Activity
From the records below, copy out exactly the lines from the one containing "Where can you see the ear" to the one containing "Where can you see the gray", both included. Add nothing else.

Material for this exercise
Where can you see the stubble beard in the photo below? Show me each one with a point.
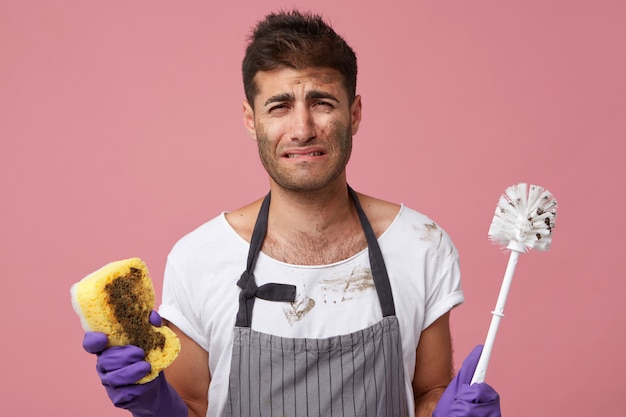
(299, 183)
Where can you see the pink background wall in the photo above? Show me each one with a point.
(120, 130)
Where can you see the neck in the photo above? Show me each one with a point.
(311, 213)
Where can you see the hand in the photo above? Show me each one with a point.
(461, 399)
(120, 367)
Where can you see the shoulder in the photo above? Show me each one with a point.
* * *
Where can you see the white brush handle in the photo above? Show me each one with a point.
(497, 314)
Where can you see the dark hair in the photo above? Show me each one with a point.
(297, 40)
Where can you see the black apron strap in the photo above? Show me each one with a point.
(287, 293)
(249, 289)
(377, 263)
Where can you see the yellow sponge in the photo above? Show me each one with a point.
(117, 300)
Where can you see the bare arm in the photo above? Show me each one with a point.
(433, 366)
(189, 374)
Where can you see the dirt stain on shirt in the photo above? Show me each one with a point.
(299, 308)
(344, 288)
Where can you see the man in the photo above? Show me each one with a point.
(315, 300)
==
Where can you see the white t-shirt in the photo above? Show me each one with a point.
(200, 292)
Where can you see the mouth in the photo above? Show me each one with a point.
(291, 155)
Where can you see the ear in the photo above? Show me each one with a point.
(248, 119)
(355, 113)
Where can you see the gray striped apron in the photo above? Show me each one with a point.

Result for this exercise
Where can you see the ear in the photo above? Show me each one with a point.
(248, 119)
(355, 113)
Where can you see the gray striped apron in the photo above? Show me each one with a point.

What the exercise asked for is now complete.